• CHALLENGES:
(1) Reproduce word for word the part of the identity-mapping and tracking passage that begins at the words "Put it plainly: some" and stops after "the guessed parts.".
(2) Write the next part of the identity-mapping and client-side tracking piece, picking up after its final sentence.

Put it plainly: some of your users you map perfectly, some probabilistically, some you never map at all, and a setup that pretends otherwise is selling you certainty that doesn't exist. The goal isn't a perfect identity graph. It's a deterministic core that's actually solid, honest estimates layered on top, and clarity about which is which so you don't build confident decisions on the guessed parts.

I know this is the least fun section. But if you fix nothing else here, fix your understanding of this: a broken event you'll eventually notice, a broken or over-claimed identity graph you won't, and it makes every cohort and retention number in the rest of this series wrong in ways no alert will ever catch.

Stop tracking Client-side

If you've ever stared at your Shopify revenue and your Meta-reported revenue and wondered why they don't match, you're not doing anything wrong. The tracking model most stores still run is just out of date for how browsers work now.

• DATA:
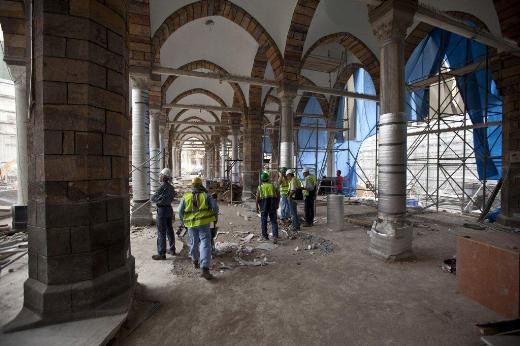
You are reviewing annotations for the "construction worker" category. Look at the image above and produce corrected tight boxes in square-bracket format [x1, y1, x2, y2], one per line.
[256, 172, 280, 244]
[303, 168, 316, 227]
[179, 177, 218, 280]
[278, 167, 291, 222]
[151, 168, 175, 260]
[286, 169, 303, 232]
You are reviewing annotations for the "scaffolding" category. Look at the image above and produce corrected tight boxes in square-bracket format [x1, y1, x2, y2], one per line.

• THE RESULTS:
(1)
Put it plainly: some of your users you map perfectly, some probabilistically, some you never map at all, and a setup that pretends otherwise is selling you certainty that doesn't exist. The goal isn't a perfect identity graph. It's a deterministic core that's actually solid, honest estimates layered on top, and clarity about which is which so you don't build confident decisions on the guessed parts.

(2)
Here's the mechanism. The default way you track is a script running in the visitor's browser, the pixel, the GA tag, all of it client-side. And browsers have turned against that. Safari and Firefox block third-party cookies outright. Chrome has stopped short of killing them and moved to a user-choice model instead, but it's tightening the screws in other ways. And ad-blockers across all of them simply refuse to send anything to a domain they recognize as google-analytics.com or facebook.com. So a chunk of your events never make it out of the browser. How big a chunk depends on your traffic mix and how privacy-conscious your audience is. Browser-only data loss commonly runs 10% to 30%, and climbs higher still for audiences heavy on ad-blockers or privacy-focused browsers. You don't know where you fall until you measure it, but "somewhere that hurts" is the safe assumption.

Diagram comparing two data tracking approaches: new method with browser to proxy to server-side to ad platform, versus old direct browser to ad platform connection with signal loss

The fix is not one thing, it's two layers that do different jobs, and people muddle them together constantly. So let me pull them apart, because you'll often want both and they solve different parts of the problem.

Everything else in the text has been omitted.